[Start of Material]

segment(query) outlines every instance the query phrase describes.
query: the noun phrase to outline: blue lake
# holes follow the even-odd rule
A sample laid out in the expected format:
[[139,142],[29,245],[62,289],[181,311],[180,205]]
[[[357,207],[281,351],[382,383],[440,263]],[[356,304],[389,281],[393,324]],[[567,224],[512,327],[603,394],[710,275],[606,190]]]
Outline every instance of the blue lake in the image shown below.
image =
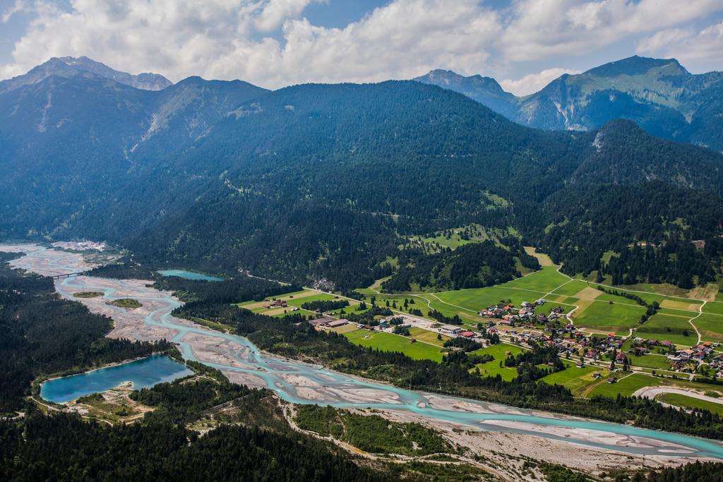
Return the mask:
[[[37,258],[49,264],[50,262],[46,259],[48,257],[43,254],[43,250],[36,250],[29,253],[26,257]],[[56,253],[56,251],[51,252]],[[69,255],[64,254],[64,256]],[[55,263],[52,266],[56,267],[57,265],[59,263]],[[77,267],[74,265],[69,266],[68,270],[77,270]],[[35,267],[33,268],[33,270],[38,269]],[[261,381],[261,384],[265,384],[268,389],[275,392],[280,398],[292,403],[319,403],[343,408],[364,408],[401,410],[421,417],[429,417],[476,427],[483,431],[500,431],[533,435],[616,452],[666,457],[703,456],[723,460],[723,444],[716,440],[643,429],[624,424],[581,420],[530,410],[517,408],[506,410],[499,405],[498,407],[501,407],[502,410],[491,410],[495,405],[489,405],[484,402],[408,390],[382,384],[372,380],[358,379],[302,361],[273,356],[260,351],[253,343],[243,337],[210,331],[175,318],[171,312],[180,306],[181,303],[174,298],[170,293],[159,294],[153,288],[147,287],[145,288],[147,291],[143,294],[140,294],[140,288],[137,283],[131,280],[81,276],[65,278],[56,282],[56,289],[67,299],[74,299],[73,293],[78,291],[103,291],[106,295],[110,293],[114,296],[132,293],[134,297],[140,299],[153,300],[154,303],[158,304],[157,309],[150,313],[139,313],[135,316],[142,317],[146,327],[172,330],[171,332],[174,335],[169,337],[170,341],[178,343],[179,348],[185,359],[197,360],[192,346],[194,340],[196,339],[194,337],[194,335],[216,338],[213,345],[219,353],[228,353],[228,358],[224,358],[224,361],[228,359],[228,361],[221,364],[206,360],[203,363],[223,370],[226,374],[240,372],[241,374],[251,375]],[[153,361],[158,358],[161,360]],[[125,366],[48,382],[42,386],[40,394],[48,400],[63,401],[112,388],[126,380],[133,382],[134,387],[140,388],[160,382],[170,381],[190,373],[184,366],[166,357],[151,357],[151,361],[148,360],[146,358],[127,363]],[[148,365],[144,365],[145,363]],[[142,369],[139,369],[137,365],[141,365]],[[124,368],[128,366],[131,366],[130,369]],[[163,366],[166,366],[168,369],[164,371]],[[126,370],[128,371],[124,373]],[[177,371],[179,370],[181,371],[180,373]],[[116,371],[121,373],[114,375]],[[111,371],[111,374],[108,374],[108,371]],[[292,379],[289,379],[289,376],[292,376]],[[312,385],[320,386],[322,389],[317,390],[320,396],[309,397],[304,391],[299,390],[299,387],[304,385],[293,382],[294,378],[305,379]],[[96,383],[98,384],[91,384]],[[375,401],[359,400],[359,397],[355,394],[360,390],[373,390],[378,394],[377,395],[378,398]],[[440,404],[440,408],[437,408],[435,405],[438,402],[433,401],[433,397],[445,401],[446,405]],[[472,407],[479,405],[481,411],[458,408],[454,405],[457,402]],[[445,408],[449,406],[450,403],[452,408]],[[517,425],[510,425],[512,423]],[[557,428],[564,431],[557,433],[546,432],[543,430],[545,428]],[[586,439],[584,436],[586,431],[595,431],[602,434],[617,434],[617,436],[612,439],[612,443],[608,443],[605,438],[599,440]],[[623,436],[623,438],[619,438],[620,436]],[[638,439],[643,441],[643,443],[637,443]],[[619,442],[615,442],[616,440]],[[571,454],[573,453],[571,451]]]
[[223,278],[194,273],[192,271],[185,271],[184,270],[161,270],[158,274],[162,276],[177,276],[186,280],[196,280],[201,281],[223,281]]
[[40,385],[40,397],[62,403],[114,388],[124,382],[131,382],[134,389],[140,390],[192,374],[182,363],[163,355],[154,355],[121,365],[48,380]]

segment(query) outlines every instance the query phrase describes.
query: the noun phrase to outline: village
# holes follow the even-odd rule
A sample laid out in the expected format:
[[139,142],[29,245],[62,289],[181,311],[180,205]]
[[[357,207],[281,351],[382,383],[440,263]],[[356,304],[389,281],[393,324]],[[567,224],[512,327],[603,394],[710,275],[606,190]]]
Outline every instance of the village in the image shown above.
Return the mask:
[[[368,322],[356,323],[322,312],[317,312],[317,317],[309,319],[309,323],[317,330],[333,330],[354,324],[356,328],[369,332],[406,335],[410,343],[416,343],[418,340],[409,336],[408,329],[419,328],[437,335],[472,340],[482,347],[495,343],[528,349],[534,345],[542,345],[555,347],[561,358],[576,362],[576,366],[578,368],[597,366],[625,371],[646,370],[649,367],[646,366],[644,361],[638,361],[645,360],[646,355],[653,355],[667,362],[667,366],[659,371],[690,377],[693,374],[704,373],[723,378],[723,355],[716,351],[719,343],[703,342],[688,348],[676,345],[666,340],[581,331],[576,328],[561,307],[554,306],[546,310],[546,300],[540,298],[523,301],[517,307],[511,303],[500,301],[480,310],[478,316],[487,321],[476,324],[440,323],[403,313],[376,317],[376,319]],[[283,302],[275,301],[269,306],[284,305]],[[450,348],[454,349],[458,348]],[[660,363],[656,363],[656,366],[659,366]],[[656,371],[654,370],[652,374],[655,374]],[[615,382],[615,379],[611,378],[610,382]]]

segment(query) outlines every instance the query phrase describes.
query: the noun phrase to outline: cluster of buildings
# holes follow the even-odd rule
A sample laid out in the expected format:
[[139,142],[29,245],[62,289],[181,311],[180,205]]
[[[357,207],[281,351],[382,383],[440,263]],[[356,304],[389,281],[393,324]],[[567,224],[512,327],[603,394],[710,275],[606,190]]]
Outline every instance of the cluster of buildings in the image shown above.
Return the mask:
[[[714,345],[707,342],[700,343],[685,350],[677,350],[668,355],[671,368],[679,371],[694,371],[698,363],[703,363],[714,354]],[[720,356],[713,357],[710,365],[723,369],[723,358]]]
[[317,330],[323,328],[338,328],[339,327],[343,327],[348,324],[348,323],[349,320],[348,319],[344,319],[343,318],[337,319],[336,318],[332,318],[331,317],[322,317],[320,318],[315,318],[314,319],[309,320],[309,324],[312,325]]
[[497,305],[487,306],[479,311],[477,314],[485,318],[497,319],[500,320],[499,324],[510,327],[514,327],[517,324],[532,327],[535,324],[546,324],[551,320],[567,318],[567,316],[562,313],[562,309],[560,306],[553,308],[549,314],[539,313],[536,315],[535,308],[542,306],[547,301],[542,298],[534,302],[523,301],[519,308],[512,304],[500,303]]
[[270,308],[288,308],[288,304],[283,300],[271,300],[264,305],[264,308],[267,309]]
[[452,337],[464,337],[465,338],[474,338],[478,335],[474,332],[464,330],[453,324],[442,324],[440,327],[440,332]]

[End of Material]

Return the whole listing, word for word, and leave out every picture.

segment(query) outlines every instance the query phrase describes.
query: the noun phrase to outline: blue lake
# holes follow the even-odd rule
A sample laid out in the expected format:
[[139,142],[29,245],[62,289],[181,311],[180,205]]
[[[357,207],[281,351],[382,383],[440,263]],[[356,304],[389,281],[393,324]],[[567,224],[512,327],[603,394],[710,275],[606,190]]]
Outline every instance of the blue lake in the image shown below.
image =
Return the mask:
[[[37,258],[49,264],[50,262],[46,259],[48,257],[43,254],[43,250],[36,250],[29,253],[26,257]],[[56,253],[56,251],[51,252]],[[69,255],[64,254],[64,256]],[[55,263],[52,266],[56,267],[57,265],[59,263]],[[77,267],[74,265],[69,266],[68,270],[77,270]],[[35,267],[33,268],[33,270],[38,269]],[[261,381],[261,384],[265,384],[268,389],[275,392],[280,398],[292,403],[319,403],[343,408],[364,408],[401,410],[421,417],[429,417],[476,427],[483,431],[500,431],[533,435],[616,452],[666,457],[703,456],[723,460],[723,444],[716,440],[643,429],[624,424],[581,420],[530,410],[517,408],[506,410],[499,405],[498,407],[501,407],[502,410],[491,410],[495,405],[489,405],[484,402],[408,390],[382,384],[372,380],[358,379],[302,361],[273,356],[260,351],[253,343],[243,337],[210,331],[175,318],[171,312],[180,306],[181,303],[174,298],[170,293],[159,294],[153,288],[147,287],[145,288],[147,291],[143,294],[140,294],[140,288],[137,283],[131,280],[81,276],[65,278],[56,282],[56,289],[67,299],[74,299],[73,293],[78,291],[103,291],[106,295],[110,293],[114,296],[132,293],[134,297],[140,299],[153,300],[154,303],[158,304],[157,309],[150,313],[139,313],[135,316],[142,317],[146,327],[172,330],[171,332],[174,335],[169,337],[170,341],[178,343],[179,348],[185,359],[197,360],[192,346],[194,340],[196,339],[194,337],[194,335],[216,338],[213,345],[219,353],[228,353],[228,358],[224,358],[224,361],[228,359],[228,361],[221,364],[206,360],[203,363],[223,370],[226,374],[240,372],[241,374],[251,375]],[[153,361],[158,358],[161,360]],[[125,366],[48,382],[42,386],[40,394],[48,400],[63,401],[112,388],[126,380],[133,382],[134,387],[140,388],[160,382],[170,381],[190,373],[184,366],[166,357],[151,357],[151,361],[148,360],[146,358],[127,363]],[[148,365],[144,365],[145,363]],[[142,369],[139,369],[137,365],[141,365]],[[124,368],[128,366],[131,366],[130,369]],[[163,366],[166,366],[168,369],[164,371]],[[126,370],[128,371],[124,373]],[[177,371],[179,370],[181,371],[180,373]],[[116,371],[121,373],[114,375]],[[111,371],[111,374],[108,374],[108,371]],[[292,379],[289,379],[289,376],[292,376]],[[312,385],[320,386],[322,389],[317,390],[320,396],[309,397],[304,391],[299,390],[299,387],[304,385],[293,382],[294,378],[305,379]],[[96,383],[98,384],[91,384]],[[375,401],[359,400],[359,397],[355,394],[360,390],[373,390],[378,394],[377,395],[378,398]],[[440,404],[440,408],[437,408],[435,405],[438,402],[433,401],[433,397],[445,401],[446,405]],[[472,407],[479,405],[481,411],[458,408],[454,405],[457,402]],[[445,408],[449,406],[450,403],[452,408]],[[517,425],[510,425],[512,423]],[[557,428],[564,431],[557,433],[546,432],[543,430],[545,428]],[[586,439],[584,436],[586,431],[595,431],[602,434],[617,434],[617,436],[612,439],[612,443],[608,443],[605,438],[599,440]],[[623,436],[623,438],[619,438],[620,436]],[[638,439],[643,441],[643,443],[637,443]],[[619,442],[615,442],[616,440]],[[571,454],[573,453],[571,451]]]
[[223,278],[194,273],[192,271],[185,271],[184,270],[161,270],[158,274],[162,276],[177,276],[186,280],[196,280],[201,281],[223,281]]
[[40,385],[40,397],[62,403],[114,388],[124,382],[131,382],[134,389],[140,390],[192,374],[182,363],[163,355],[154,355],[121,365],[48,380]]

segment(query) outlines every instance the query phrase describes.
query: the noun phrase to outline: village
# holes follow the even-odd rule
A sample laid out in the expected format:
[[139,142],[29,245],[62,289],[181,311],[180,205]]
[[[357,207],[281,351],[382,383],[440,263]],[[356,304],[389,281],[393,324]],[[567,224],[512,327],[603,394],[710,275],[606,190]]]
Outline every instance of the village in the image shown above.
Return the mask:
[[[368,322],[356,323],[322,312],[317,312],[317,317],[309,319],[309,323],[317,330],[333,330],[354,324],[356,328],[369,332],[406,335],[410,343],[416,343],[418,340],[409,336],[408,329],[419,328],[437,335],[472,340],[482,347],[495,343],[528,349],[534,345],[542,345],[555,347],[561,358],[576,362],[576,366],[578,368],[597,366],[625,371],[646,370],[649,367],[646,366],[644,361],[638,361],[645,360],[646,355],[653,355],[667,362],[667,366],[659,371],[690,377],[693,374],[704,373],[723,378],[723,355],[716,351],[719,343],[703,342],[688,348],[676,345],[666,340],[581,331],[576,328],[561,307],[554,306],[546,310],[546,300],[540,298],[523,301],[517,307],[511,303],[500,301],[480,310],[478,316],[487,321],[476,324],[440,323],[403,313],[376,317],[376,319]],[[283,302],[275,301],[269,306],[284,305]],[[450,348],[454,349],[458,348]],[[660,363],[656,363],[656,366],[659,366]],[[656,371],[654,370],[652,374],[655,374]],[[615,382],[615,379],[611,378],[610,382]]]

segment(query) outlines every instance the query phrase describes.
query: the noun phrase to outline: cluster of buildings
# holes follow the even-odd rule
A sample laid out in the expected format:
[[139,142],[29,245],[62,289],[181,311],[180,205]]
[[[357,207],[281,351],[382,383],[440,263]],[[356,304],[389,281],[393,324]],[[567,224],[512,327],[603,394],[710,275],[606,190]]]
Outline every instance of the cluster of buildings in the image shown above.
Return the mask:
[[[714,345],[707,342],[700,343],[685,350],[677,350],[668,355],[671,368],[679,371],[694,371],[698,363],[703,363],[714,354]],[[720,356],[713,357],[710,365],[723,369],[723,358]]]
[[317,330],[323,328],[338,328],[339,327],[343,327],[348,324],[348,323],[349,320],[348,319],[344,319],[343,318],[337,319],[336,318],[332,318],[331,317],[322,317],[320,318],[315,318],[314,319],[309,320],[309,324],[312,325]]
[[497,305],[487,306],[479,311],[477,314],[485,318],[497,319],[500,320],[499,324],[510,327],[514,327],[517,324],[532,327],[535,324],[546,324],[551,320],[567,318],[567,316],[562,313],[562,309],[560,306],[553,308],[549,314],[539,313],[536,315],[535,308],[542,306],[547,301],[542,298],[534,302],[523,301],[519,308],[512,304],[500,303]]
[[270,308],[288,308],[288,304],[283,300],[271,300],[264,305],[264,308],[267,309]]
[[452,337],[464,337],[465,338],[474,338],[478,335],[474,332],[464,330],[453,324],[442,324],[440,327],[440,332]]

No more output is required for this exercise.